>> START

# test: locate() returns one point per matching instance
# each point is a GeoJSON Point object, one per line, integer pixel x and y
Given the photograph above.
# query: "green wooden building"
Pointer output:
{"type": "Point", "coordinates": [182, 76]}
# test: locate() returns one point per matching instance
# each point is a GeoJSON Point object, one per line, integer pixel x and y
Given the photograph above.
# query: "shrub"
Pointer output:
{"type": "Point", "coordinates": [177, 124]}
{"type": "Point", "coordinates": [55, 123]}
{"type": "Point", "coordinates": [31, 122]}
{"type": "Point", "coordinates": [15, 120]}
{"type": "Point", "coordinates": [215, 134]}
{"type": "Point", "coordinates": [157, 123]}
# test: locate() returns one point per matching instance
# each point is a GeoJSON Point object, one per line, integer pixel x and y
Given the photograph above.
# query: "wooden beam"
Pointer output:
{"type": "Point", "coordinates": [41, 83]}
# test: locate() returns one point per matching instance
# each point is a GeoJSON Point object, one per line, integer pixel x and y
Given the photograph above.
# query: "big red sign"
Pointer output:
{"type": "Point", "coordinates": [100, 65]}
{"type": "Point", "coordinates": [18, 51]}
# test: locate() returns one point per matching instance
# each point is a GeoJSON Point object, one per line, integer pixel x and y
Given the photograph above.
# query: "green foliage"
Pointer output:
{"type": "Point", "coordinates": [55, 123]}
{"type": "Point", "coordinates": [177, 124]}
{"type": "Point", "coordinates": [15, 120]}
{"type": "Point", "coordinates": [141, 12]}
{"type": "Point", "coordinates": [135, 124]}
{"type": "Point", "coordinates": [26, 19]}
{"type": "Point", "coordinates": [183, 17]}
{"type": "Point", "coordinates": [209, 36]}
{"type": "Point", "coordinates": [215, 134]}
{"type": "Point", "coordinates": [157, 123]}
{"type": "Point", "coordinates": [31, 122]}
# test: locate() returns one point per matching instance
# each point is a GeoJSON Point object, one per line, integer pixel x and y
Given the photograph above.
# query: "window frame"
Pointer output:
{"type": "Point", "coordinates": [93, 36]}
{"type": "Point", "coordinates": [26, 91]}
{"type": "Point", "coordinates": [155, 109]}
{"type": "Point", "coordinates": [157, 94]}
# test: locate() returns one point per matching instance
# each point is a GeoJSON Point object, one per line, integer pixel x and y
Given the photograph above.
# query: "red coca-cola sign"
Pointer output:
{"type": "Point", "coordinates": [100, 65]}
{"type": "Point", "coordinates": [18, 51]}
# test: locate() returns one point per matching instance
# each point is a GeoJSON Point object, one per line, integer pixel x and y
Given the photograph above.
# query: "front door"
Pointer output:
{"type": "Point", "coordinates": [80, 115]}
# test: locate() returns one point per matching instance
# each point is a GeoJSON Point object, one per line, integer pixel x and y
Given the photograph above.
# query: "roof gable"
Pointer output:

>> END

#### What is expected
Extract the full listing above without alteration.

#### Exercise result
# test: locate() returns one point per matching instance
# each point is a GeoJSON Point object, one per line, integer pixel x and y
Given the photograph above.
# query: "green wooden building"
Pointer output:
{"type": "Point", "coordinates": [182, 76]}
# test: locate() returns one point per matching instance
# each point is a GeoJSON Point object, one per line, integer pixel x and y
Given the photograph above.
# query: "shrub"
Pointer output:
{"type": "Point", "coordinates": [177, 124]}
{"type": "Point", "coordinates": [55, 123]}
{"type": "Point", "coordinates": [31, 122]}
{"type": "Point", "coordinates": [15, 120]}
{"type": "Point", "coordinates": [215, 134]}
{"type": "Point", "coordinates": [157, 123]}
# test: locate() returns one point per matching instance
# each point is a GeoJSON Point object, one per line, integer pixel x and y
Given the photograph above.
# query: "wooden beam"
Pointer output:
{"type": "Point", "coordinates": [41, 83]}
# test: locate() returns one point per matching instance
# each point is a GeoJSON Point object, one per line, integer pixel x and y
Given the photograph above.
# query: "big red sign"
Pointer output:
{"type": "Point", "coordinates": [100, 65]}
{"type": "Point", "coordinates": [18, 51]}
# test: locate() returns one point per matching instance
# each point is a GeoJSON Point object, one per line, integer pixel x and y
Given the photograph above.
# query: "green foliage"
Pointer output:
{"type": "Point", "coordinates": [55, 123]}
{"type": "Point", "coordinates": [177, 124]}
{"type": "Point", "coordinates": [15, 120]}
{"type": "Point", "coordinates": [141, 12]}
{"type": "Point", "coordinates": [135, 124]}
{"type": "Point", "coordinates": [26, 19]}
{"type": "Point", "coordinates": [183, 17]}
{"type": "Point", "coordinates": [209, 36]}
{"type": "Point", "coordinates": [215, 134]}
{"type": "Point", "coordinates": [157, 123]}
{"type": "Point", "coordinates": [31, 122]}
# test: locate() returns one point per matching instance
# each point is a GeoJSON Point object, one per line, integer pixel x and y
Given the photograph above.
# query: "window frame"
Pointer output:
{"type": "Point", "coordinates": [93, 36]}
{"type": "Point", "coordinates": [26, 91]}
{"type": "Point", "coordinates": [155, 109]}
{"type": "Point", "coordinates": [157, 94]}
# test: locate() returns one point per matching instance
# each point is a GeoJSON Point object, one per line, integer pixel x and y
Given the photograph above.
# query: "red coca-cola sign"
Pointer output:
{"type": "Point", "coordinates": [100, 65]}
{"type": "Point", "coordinates": [18, 51]}
# test: locate() returns one point per matching instance
# each point is a GeoJSON Point object, one per line, integer pixel x and y
Given the photograph above.
# query: "front door"
Pointer output:
{"type": "Point", "coordinates": [80, 115]}
# test: locate() returns one point per matching instance
# each point is a GeoJSON Point object, one per line, integer pixel x and y
Given the photograph above.
# query: "roof gable"
Pointer output:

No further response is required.